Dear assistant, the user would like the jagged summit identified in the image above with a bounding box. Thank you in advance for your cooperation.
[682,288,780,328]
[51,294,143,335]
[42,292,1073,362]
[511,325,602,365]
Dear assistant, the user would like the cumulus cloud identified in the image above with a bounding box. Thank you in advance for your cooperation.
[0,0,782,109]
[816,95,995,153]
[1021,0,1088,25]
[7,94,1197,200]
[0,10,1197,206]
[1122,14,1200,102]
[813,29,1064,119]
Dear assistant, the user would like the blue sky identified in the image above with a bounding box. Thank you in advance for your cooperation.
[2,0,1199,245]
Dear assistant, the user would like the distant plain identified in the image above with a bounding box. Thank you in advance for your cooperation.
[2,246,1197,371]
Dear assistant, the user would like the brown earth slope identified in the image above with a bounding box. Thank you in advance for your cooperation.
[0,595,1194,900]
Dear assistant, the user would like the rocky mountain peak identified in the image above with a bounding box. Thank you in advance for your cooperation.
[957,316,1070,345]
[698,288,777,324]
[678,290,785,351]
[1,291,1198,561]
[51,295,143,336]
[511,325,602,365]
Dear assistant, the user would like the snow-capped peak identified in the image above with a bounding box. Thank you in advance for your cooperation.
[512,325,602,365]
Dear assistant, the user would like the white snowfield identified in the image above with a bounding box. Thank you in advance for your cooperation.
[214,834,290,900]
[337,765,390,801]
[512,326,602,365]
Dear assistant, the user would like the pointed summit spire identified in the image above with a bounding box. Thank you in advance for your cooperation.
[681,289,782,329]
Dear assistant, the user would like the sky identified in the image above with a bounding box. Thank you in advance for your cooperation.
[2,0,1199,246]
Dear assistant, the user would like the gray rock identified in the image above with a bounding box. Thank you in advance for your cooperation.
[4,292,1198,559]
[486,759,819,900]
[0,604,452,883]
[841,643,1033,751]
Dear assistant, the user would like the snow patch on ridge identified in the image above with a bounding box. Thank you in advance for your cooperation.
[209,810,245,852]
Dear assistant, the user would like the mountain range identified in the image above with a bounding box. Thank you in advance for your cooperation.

::::::::

• EXERCISE OBJECTIVE:
Every entry above needs to be duplicated exactly.

• OUTPUT OF THE TASK:
Dear assistant, the user would like the jagged summit identified in the image above with a bounding box. Thank you in advance for your cooperation.
[682,288,780,328]
[51,294,143,335]
[42,292,1073,362]
[511,325,602,365]
Dear assistant, the user would like the cumulus cloud identified in the image above with a bounding box. Thank you in advance for your cooperation.
[0,0,782,109]
[816,95,995,153]
[1021,0,1088,25]
[7,94,1197,200]
[0,10,1197,206]
[1122,14,1200,102]
[813,29,1064,119]
Dear assistant, the user would like the blue sky identified in the image above with a bounding box. Thank you in advance for your cooperation.
[2,0,1199,245]
Dear assistant, the user would like the distant plain identified in the image above with a bounding box. Thank you in advance for your cooperation.
[2,246,1197,371]
Dear assistant, the user would like the brown earth slope identified in the image above with a bounding box. Thank you in advance for your cooperation.
[0,595,1194,900]
Dear assistant, the user would like the rocky mountain peak identified in the image above with a bounding box. Thank you in advance for your cooperation.
[957,316,1070,345]
[698,288,777,324]
[678,290,785,351]
[1,291,1198,561]
[51,295,143,336]
[511,325,602,365]
Dear assistant, the user would like the snow-capped peak identified in the image above with a bounding box. Thank you in advance for your cooperation.
[512,325,602,365]
Dear assistant, the user would like the white snowfield identified in the image above with a bounding box. Thank you in advance for your cooperation.
[214,834,290,900]
[337,765,390,801]
[512,326,602,365]
Dear assistant, the user would like the pointed summit spire identified in the image above with a bounding box. Thank you in advance for your cooperation.
[681,289,782,329]
Dear assistant, the user would like the sky identified in the image above with a bounding box. Thank you in advance for your cooperation.
[2,0,1199,246]
Dear assistant, the user would like the gray rock identified in the image above with a bounding box. Thank you in advance for your cooperation.
[4,292,1198,559]
[486,759,819,900]
[0,604,452,883]
[841,643,1033,751]
Dear assistant, the user would like the snow patch on ridge identified in the image above with a bounding box. Thank you in advance for your cooperation.
[209,810,245,852]
Dear assistant, the user would like the mountain range identified in the image above with a bounding box. Thank you in advance for your cooperation.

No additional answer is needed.